═════ Provided records ═════
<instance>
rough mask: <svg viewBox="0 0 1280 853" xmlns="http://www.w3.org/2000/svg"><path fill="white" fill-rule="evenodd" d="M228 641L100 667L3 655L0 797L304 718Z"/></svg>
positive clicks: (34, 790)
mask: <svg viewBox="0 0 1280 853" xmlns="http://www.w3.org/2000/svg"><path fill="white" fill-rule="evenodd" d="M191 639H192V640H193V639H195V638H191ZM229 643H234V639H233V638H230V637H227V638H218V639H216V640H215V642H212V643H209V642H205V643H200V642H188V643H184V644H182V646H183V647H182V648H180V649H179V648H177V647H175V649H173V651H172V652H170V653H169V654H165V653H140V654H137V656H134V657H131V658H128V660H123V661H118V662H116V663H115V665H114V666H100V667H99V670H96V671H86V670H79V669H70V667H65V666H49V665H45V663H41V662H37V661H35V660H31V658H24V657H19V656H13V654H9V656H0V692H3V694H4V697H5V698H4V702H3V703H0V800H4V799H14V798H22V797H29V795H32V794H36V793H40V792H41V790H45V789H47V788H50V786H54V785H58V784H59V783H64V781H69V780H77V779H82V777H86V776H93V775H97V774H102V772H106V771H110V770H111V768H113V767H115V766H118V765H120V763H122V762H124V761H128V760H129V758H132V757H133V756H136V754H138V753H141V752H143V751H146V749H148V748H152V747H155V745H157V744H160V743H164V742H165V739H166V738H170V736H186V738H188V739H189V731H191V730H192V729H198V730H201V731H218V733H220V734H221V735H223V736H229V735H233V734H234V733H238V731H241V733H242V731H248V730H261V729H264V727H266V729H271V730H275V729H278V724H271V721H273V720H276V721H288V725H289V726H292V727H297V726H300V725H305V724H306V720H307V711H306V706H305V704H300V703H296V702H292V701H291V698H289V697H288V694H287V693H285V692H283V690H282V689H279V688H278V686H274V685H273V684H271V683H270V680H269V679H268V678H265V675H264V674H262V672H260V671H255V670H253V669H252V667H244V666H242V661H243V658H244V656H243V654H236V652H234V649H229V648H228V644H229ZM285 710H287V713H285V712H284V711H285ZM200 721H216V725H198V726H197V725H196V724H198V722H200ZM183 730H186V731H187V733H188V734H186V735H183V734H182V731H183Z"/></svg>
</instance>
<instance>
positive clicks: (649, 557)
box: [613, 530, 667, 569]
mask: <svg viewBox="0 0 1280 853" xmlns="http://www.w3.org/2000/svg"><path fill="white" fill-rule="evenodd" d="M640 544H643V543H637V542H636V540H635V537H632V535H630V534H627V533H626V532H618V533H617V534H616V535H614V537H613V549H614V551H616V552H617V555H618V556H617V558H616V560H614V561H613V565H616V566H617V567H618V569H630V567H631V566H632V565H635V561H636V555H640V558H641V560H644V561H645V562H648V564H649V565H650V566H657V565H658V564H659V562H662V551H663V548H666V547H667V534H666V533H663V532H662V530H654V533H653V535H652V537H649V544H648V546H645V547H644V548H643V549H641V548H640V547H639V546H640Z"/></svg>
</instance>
═════
◆ Prompt ◆
With nothing added or dropped, write out every entry.

◆ The completed task ◆
<instance>
rough mask: <svg viewBox="0 0 1280 853" xmlns="http://www.w3.org/2000/svg"><path fill="white" fill-rule="evenodd" d="M228 641L100 667L3 655L0 797L304 718Z"/></svg>
positive clicks: (34, 790)
mask: <svg viewBox="0 0 1280 853" xmlns="http://www.w3.org/2000/svg"><path fill="white" fill-rule="evenodd" d="M191 639H192V640H193V639H195V638H191ZM229 643H234V639H233V638H230V637H227V638H218V639H216V640H215V642H212V643H209V642H205V643H200V642H188V643H184V644H182V646H183V647H182V648H180V649H179V648H177V647H175V649H173V651H172V652H170V653H169V654H165V653H140V654H137V656H134V657H131V658H128V660H123V661H118V662H116V663H115V665H114V666H100V667H99V670H96V671H86V670H79V669H70V667H65V666H49V665H45V663H41V662H37V661H35V660H31V658H24V657H19V656H13V654H9V656H0V692H3V694H4V697H5V698H4V702H3V703H0V800H4V799H14V798H22V797H29V795H32V794H36V793H40V792H41V790H45V789H47V788H50V786H54V785H58V784H59V783H64V781H69V780H77V779H82V777H86V776H93V775H97V774H102V772H106V771H110V770H111V768H113V767H115V766H118V765H120V763H122V762H124V761H128V760H129V758H132V757H133V756H136V754H138V753H141V752H143V751H146V749H148V748H152V747H155V745H157V744H160V743H164V742H165V739H166V738H170V736H186V738H188V739H189V731H191V730H192V729H198V730H201V731H218V733H220V734H221V735H223V736H229V735H233V734H234V733H238V731H241V733H242V731H248V730H261V729H264V727H266V729H271V730H275V729H278V724H271V721H273V720H276V721H288V725H289V726H292V727H297V726H300V725H305V724H306V720H307V711H306V706H305V704H300V703H296V702H292V701H291V698H289V697H288V694H287V693H285V692H283V690H282V689H279V688H278V686H274V685H273V684H271V683H270V680H269V679H268V678H265V675H264V674H262V672H260V671H255V670H253V669H252V667H244V666H242V661H243V658H244V656H243V654H236V652H234V649H229V648H228V644H229ZM285 710H287V713H285V712H284V711H285ZM200 721H216V725H198V726H197V725H196V724H198V722H200ZM183 730H186V731H187V733H188V734H186V735H183V734H182V731H183Z"/></svg>
</instance>
<instance>
positive clicks: (649, 557)
box: [613, 530, 667, 569]
mask: <svg viewBox="0 0 1280 853" xmlns="http://www.w3.org/2000/svg"><path fill="white" fill-rule="evenodd" d="M640 544H643V543H637V542H636V540H635V537H632V535H630V534H627V533H626V532H618V533H617V534H616V535H614V537H613V549H614V551H616V552H617V555H618V556H617V558H616V560H614V561H613V565H616V566H617V567H618V569H630V567H631V566H632V565H635V561H636V555H640V558H641V560H644V561H645V562H648V564H649V565H650V566H657V565H658V564H659V562H662V551H663V548H666V547H667V534H666V533H663V532H662V530H654V533H653V535H652V537H649V544H648V546H645V547H644V548H643V549H641V548H640V547H639V546H640Z"/></svg>
</instance>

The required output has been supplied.